TASK STATEMENT =>
What is needed here is a verbatim copy of the records that follow.

GIVEN DATA =>
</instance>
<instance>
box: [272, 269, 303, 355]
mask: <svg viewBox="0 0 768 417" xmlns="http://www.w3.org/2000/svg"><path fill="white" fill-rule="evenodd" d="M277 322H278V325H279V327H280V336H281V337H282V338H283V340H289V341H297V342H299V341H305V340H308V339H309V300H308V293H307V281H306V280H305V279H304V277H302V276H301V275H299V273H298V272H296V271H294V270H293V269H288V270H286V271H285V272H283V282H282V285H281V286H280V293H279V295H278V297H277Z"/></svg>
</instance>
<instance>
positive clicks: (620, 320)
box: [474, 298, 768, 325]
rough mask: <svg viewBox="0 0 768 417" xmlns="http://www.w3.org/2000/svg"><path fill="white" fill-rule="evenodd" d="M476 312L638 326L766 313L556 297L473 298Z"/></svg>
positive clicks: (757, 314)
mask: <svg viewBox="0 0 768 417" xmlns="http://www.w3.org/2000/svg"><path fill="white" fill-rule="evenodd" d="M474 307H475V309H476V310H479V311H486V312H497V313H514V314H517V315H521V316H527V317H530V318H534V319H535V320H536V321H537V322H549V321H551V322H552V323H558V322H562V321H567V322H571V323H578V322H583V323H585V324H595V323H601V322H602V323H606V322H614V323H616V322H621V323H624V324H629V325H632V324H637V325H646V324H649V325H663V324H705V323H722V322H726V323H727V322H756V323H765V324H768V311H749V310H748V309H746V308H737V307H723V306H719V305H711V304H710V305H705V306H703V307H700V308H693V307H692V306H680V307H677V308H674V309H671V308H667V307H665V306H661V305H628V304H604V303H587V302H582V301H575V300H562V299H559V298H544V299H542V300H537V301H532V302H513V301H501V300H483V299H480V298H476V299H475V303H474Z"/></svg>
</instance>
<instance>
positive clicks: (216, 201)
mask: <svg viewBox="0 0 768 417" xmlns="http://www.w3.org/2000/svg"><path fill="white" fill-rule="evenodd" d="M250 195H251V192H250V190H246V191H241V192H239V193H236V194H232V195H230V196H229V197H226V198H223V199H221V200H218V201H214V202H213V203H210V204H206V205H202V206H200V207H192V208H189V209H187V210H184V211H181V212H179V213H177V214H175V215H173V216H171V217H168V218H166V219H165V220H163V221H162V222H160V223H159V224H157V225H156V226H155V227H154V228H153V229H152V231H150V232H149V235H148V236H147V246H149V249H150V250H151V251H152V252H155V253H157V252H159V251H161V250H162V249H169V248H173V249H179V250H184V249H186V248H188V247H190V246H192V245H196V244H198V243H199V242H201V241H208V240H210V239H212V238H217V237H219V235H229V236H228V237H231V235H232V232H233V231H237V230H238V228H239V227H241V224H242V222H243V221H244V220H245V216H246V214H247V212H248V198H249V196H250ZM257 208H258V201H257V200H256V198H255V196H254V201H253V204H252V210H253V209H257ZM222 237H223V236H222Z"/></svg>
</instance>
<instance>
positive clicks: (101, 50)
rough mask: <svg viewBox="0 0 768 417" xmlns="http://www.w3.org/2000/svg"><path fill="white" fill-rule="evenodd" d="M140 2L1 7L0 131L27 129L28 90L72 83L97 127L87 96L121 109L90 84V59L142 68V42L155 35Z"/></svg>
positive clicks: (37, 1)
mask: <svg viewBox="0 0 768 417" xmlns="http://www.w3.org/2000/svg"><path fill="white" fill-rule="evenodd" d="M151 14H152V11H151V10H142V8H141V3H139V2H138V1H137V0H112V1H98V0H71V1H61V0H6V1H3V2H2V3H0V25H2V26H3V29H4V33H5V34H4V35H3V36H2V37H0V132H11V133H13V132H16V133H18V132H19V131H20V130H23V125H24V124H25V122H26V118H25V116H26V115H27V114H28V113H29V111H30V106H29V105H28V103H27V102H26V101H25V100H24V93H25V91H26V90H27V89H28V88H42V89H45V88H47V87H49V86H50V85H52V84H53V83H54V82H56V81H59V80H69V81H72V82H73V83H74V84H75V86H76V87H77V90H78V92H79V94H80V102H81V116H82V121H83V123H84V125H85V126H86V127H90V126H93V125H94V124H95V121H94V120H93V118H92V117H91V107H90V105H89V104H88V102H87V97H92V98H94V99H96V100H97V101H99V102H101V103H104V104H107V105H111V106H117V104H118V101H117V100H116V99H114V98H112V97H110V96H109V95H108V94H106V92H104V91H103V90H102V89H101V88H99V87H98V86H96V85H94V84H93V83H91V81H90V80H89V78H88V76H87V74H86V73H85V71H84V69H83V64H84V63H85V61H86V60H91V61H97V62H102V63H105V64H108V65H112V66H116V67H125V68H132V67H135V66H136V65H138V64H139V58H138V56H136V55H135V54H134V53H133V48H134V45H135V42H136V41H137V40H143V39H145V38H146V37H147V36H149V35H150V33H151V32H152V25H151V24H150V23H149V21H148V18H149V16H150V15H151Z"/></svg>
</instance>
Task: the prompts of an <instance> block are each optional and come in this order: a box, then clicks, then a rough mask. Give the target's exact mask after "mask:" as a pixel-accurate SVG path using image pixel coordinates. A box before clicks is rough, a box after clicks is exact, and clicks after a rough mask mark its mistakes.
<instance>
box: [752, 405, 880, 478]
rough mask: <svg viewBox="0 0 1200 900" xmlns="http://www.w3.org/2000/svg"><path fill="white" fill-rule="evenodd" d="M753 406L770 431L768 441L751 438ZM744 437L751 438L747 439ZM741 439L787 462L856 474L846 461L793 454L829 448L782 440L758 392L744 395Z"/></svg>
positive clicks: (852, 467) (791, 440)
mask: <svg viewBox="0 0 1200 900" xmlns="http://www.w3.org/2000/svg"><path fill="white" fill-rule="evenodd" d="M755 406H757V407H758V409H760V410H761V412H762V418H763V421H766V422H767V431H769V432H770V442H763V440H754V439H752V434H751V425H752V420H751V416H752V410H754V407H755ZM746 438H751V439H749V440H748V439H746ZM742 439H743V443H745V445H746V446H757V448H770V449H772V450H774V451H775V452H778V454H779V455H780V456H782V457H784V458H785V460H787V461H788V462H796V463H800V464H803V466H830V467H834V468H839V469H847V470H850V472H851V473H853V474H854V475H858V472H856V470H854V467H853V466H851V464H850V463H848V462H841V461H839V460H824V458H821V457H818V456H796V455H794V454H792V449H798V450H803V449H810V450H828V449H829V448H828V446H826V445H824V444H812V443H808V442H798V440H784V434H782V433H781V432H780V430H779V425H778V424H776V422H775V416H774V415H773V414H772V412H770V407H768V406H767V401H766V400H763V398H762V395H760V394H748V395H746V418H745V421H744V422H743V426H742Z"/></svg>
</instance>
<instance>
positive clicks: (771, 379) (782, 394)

WRITTEN SOLUTION =>
</instance>
<instance>
box: [272, 269, 303, 355]
mask: <svg viewBox="0 0 768 417" xmlns="http://www.w3.org/2000/svg"><path fill="white" fill-rule="evenodd" d="M277 322H278V325H279V327H280V336H281V337H282V338H283V340H289V341H297V342H299V341H305V340H308V339H309V300H308V293H307V281H306V280H305V279H304V277H302V276H301V275H299V273H298V272H296V271H294V270H293V269H288V270H286V271H285V272H283V282H282V285H281V286H280V293H279V295H278V297H277Z"/></svg>
</instance>
<instance>
positive clicks: (620, 320)
box: [474, 298, 768, 325]
rough mask: <svg viewBox="0 0 768 417" xmlns="http://www.w3.org/2000/svg"><path fill="white" fill-rule="evenodd" d="M476 312L638 326L766 313L556 297L473 298Z"/></svg>
positive clicks: (757, 314)
mask: <svg viewBox="0 0 768 417" xmlns="http://www.w3.org/2000/svg"><path fill="white" fill-rule="evenodd" d="M474 307H475V309H476V310H479V311H486V312H497V313H514V314H517V315H521V316H527V317H530V318H534V319H535V320H536V321H537V322H549V321H551V322H552V323H558V322H562V321H567V322H571V323H578V322H583V323H585V324H595V323H601V322H602V323H606V322H614V323H616V322H621V323H624V324H629V325H632V324H637V325H646V324H649V325H663V324H705V323H722V322H726V323H727V322H756V323H765V324H768V311H749V310H748V309H746V308H737V307H723V306H719V305H711V304H710V305H705V306H703V307H700V308H693V307H692V306H680V307H677V308H674V309H671V308H667V307H665V306H661V305H628V304H604V303H587V302H582V301H575V300H562V299H559V298H544V299H542V300H537V301H532V302H513V301H501V300H483V299H480V298H476V299H475V303H474Z"/></svg>
</instance>
<instance>
positive clicks: (216, 201)
mask: <svg viewBox="0 0 768 417" xmlns="http://www.w3.org/2000/svg"><path fill="white" fill-rule="evenodd" d="M250 195H251V192H250V190H246V191H241V192H239V193H236V194H232V195H230V196H229V197H226V198H223V199H221V200H218V201H214V202H213V203H210V204H206V205H202V206H200V207H192V208H189V209H187V210H184V211H181V212H179V213H177V214H175V215H173V216H171V217H168V218H166V219H165V220H163V221H162V222H160V223H159V224H157V225H156V226H155V227H154V228H153V229H152V231H150V232H149V235H148V236H147V246H149V249H150V250H151V251H152V252H155V253H157V252H159V251H161V250H162V249H169V248H173V249H179V250H184V249H186V248H188V247H190V246H192V245H196V244H198V243H199V242H201V241H208V240H210V239H212V238H217V237H219V235H229V236H228V237H231V235H232V232H233V231H237V230H238V228H239V227H241V224H242V222H243V221H244V220H245V216H246V214H247V212H248V198H249V196H250ZM257 208H258V201H257V200H256V198H255V196H254V201H253V204H252V210H253V209H257ZM222 237H223V236H222Z"/></svg>
</instance>
<instance>
positive clicks: (101, 50)
rough mask: <svg viewBox="0 0 768 417" xmlns="http://www.w3.org/2000/svg"><path fill="white" fill-rule="evenodd" d="M140 2L1 7L0 131L27 129L28 90L72 83L97 127L87 96L121 109L90 84V59L142 68V42L155 35Z"/></svg>
positive clicks: (37, 1)
mask: <svg viewBox="0 0 768 417" xmlns="http://www.w3.org/2000/svg"><path fill="white" fill-rule="evenodd" d="M151 14H152V11H151V10H142V8H141V3H139V2H138V1H137V0H112V1H98V0H71V1H61V0H6V1H3V2H2V3H0V25H2V26H3V29H4V33H5V34H4V35H3V36H2V37H0V132H11V133H13V132H16V133H18V132H19V131H20V130H23V125H24V124H25V122H26V118H25V116H26V115H27V114H28V113H29V111H30V106H29V105H28V103H27V102H26V101H25V100H24V93H25V91H26V90H27V89H28V88H42V89H45V88H47V87H49V86H50V85H52V84H53V83H54V82H56V81H59V80H69V81H72V82H73V83H74V84H75V86H76V87H77V90H78V92H79V94H80V102H81V116H82V121H83V123H84V125H85V126H86V127H90V126H93V125H94V124H95V121H94V120H93V118H92V117H91V107H90V105H89V104H88V102H87V97H92V98H94V99H96V100H97V101H99V102H101V103H104V104H107V105H111V106H117V104H118V101H117V100H116V99H114V98H112V97H110V96H109V95H108V94H106V92H104V91H103V90H102V89H101V88H99V87H98V86H96V85H94V84H93V83H91V81H90V80H89V78H88V76H87V74H86V73H85V71H84V69H83V64H84V63H85V61H86V60H91V61H97V62H102V63H105V64H108V65H112V66H116V67H125V68H132V67H135V66H136V65H138V64H139V58H138V56H136V55H135V54H134V53H133V48H134V45H135V42H136V41H137V40H143V39H145V38H146V37H147V36H149V35H150V33H151V32H152V25H151V24H150V23H149V21H148V18H149V16H150V15H151Z"/></svg>
</instance>
Task: the prompts of an <instance> block are each optional and come in this order: a box, then clicks, then a rough mask. Give the target's exact mask after "mask:" as a pixel-accurate SVG path using image pixel coordinates. A box before clicks is rough, a box after clicks is exact, and clicks after a rough mask mark its mistakes.
<instance>
box: [752, 405, 880, 478]
rough mask: <svg viewBox="0 0 1200 900" xmlns="http://www.w3.org/2000/svg"><path fill="white" fill-rule="evenodd" d="M753 406L770 431L768 441L751 438ZM744 437L751 438L747 439ZM741 439L787 462L856 474L846 461L793 454L829 448L782 440L758 392L744 395Z"/></svg>
positive clicks: (852, 467) (791, 440)
mask: <svg viewBox="0 0 1200 900" xmlns="http://www.w3.org/2000/svg"><path fill="white" fill-rule="evenodd" d="M755 406H757V407H758V409H760V410H761V412H762V418H763V421H766V422H767V431H769V432H770V442H763V440H754V439H752V434H751V425H752V420H751V416H752V410H754V407H755ZM746 438H751V439H749V440H748V439H746ZM742 439H743V443H745V445H746V446H757V448H770V449H772V450H774V451H775V452H778V454H779V455H780V456H782V457H784V458H785V460H787V461H788V462H796V463H800V464H803V466H830V467H834V468H839V469H847V470H850V472H851V473H853V474H854V475H858V472H856V470H854V467H853V466H851V464H850V463H848V462H841V461H839V460H824V458H821V457H818V456H796V455H794V454H792V449H798V450H803V449H810V450H828V449H829V448H828V446H826V445H824V444H812V443H808V442H798V440H784V434H782V433H781V432H780V430H779V425H778V424H776V422H775V416H774V415H773V414H772V412H770V407H768V406H767V401H766V400H763V398H762V395H760V394H748V395H746V418H745V421H744V422H743V426H742Z"/></svg>
</instance>
<instance>
positive clicks: (771, 379) (782, 394)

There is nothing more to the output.